**WHAT TO DO**
**1)** In the text on the Dzongkha lexicon, can you give back the part that begins at the words "Therefore, the Dzongkha" and stops after "1. Noun (མིང)", editing "XML" so it reads "JSON"?
**2)** How would you put this sentence from the text on the Dzongkha lexicon into Spanish: "The size of the lexicon is approximately 22,747 word entries."

**EXTRACT TO READ**
As long as the syllables are marked correctly without any mistakes
(spelling) then the tokenizer will be accurate. It's main aim is to
separate the syllables using the syllable marker. 3.2.2. Future
Work In future, normalization has to be integrated in the text
analysis module, an automatic token labeler may be investigated so
that the normalization will become more accurate and better. Word
and phrase detection algorithms also may be explored to improve the
accuracy and performance. 4. Lexicon
-
Dzongkha Lexicon has entries made in an excel sheet. It is
written in capital letter of Dzongkha (called Tshuyig or Bhutanese
formal longhand 'jotshum'). The size of the lexicon is
approximately 22,747 word entries. 4.1. Linguistic analysis and
design Sources for lexicon were derived from the available
dictionaries published by Dzongkha Development Commission such as
Dzongkha–English Dictionary [7], English-Dzongkha Dictionary [8]
and a new Dzongkha Grammar [9] and also from the Advanced Dzongkha
Dictionary published by KMT [11]. While studying these
dictionaries, it was found that most of these dictionaries had no
other linguistic details apart from the basic part-of-speech.
Therefore, the Dzongkha Lexicon which is currently being designed
and developed will include all the lexical entries from these
dictionaries with linguistic details such as part-of-speech,
pronunciation symbols based on IPA, pronunciation guides,
definitions, examples, cross references, etc. In addition, we also
intend to include the new Dzongkha Computer Terms [12]. The
Dzongkha Lexicon will be implemented using XML and scripting
language or using the existing application like WordNet. Some
examples from language for various POS categories are as follows:
1. Noun (མིང)

**SOURCE DATA**
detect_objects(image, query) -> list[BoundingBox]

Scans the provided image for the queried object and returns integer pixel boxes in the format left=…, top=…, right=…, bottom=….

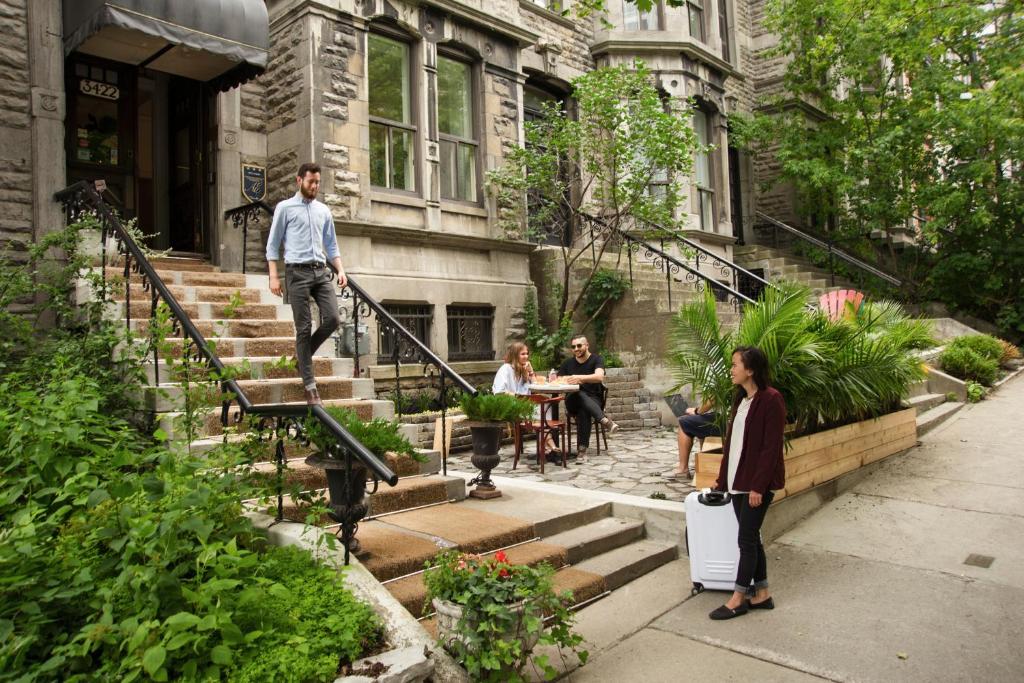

**SOLUTIONS TO THE PROBLEMS**
**1)**
Therefore, the Dzongkha Lexicon which is currently being designed
and developed will include all the lexical entries from these
dictionaries with linguistic details such as part-of-speech,
pronunciation symbols based on IPA, pronunciation guides,
definitions, examples, cross references, etc. In addition, we also
intend to include the new Dzongkha Computer Terms [12]. The
Dzongkha Lexicon will be implemented using JSON and scripting
language or using the existing application like WordNet. Some
examples from language for various POS categories are as follows:
1. Noun (མིང)

**2)** El tamaño del léxico es de aproximadamente 22.747 entradas de palabras.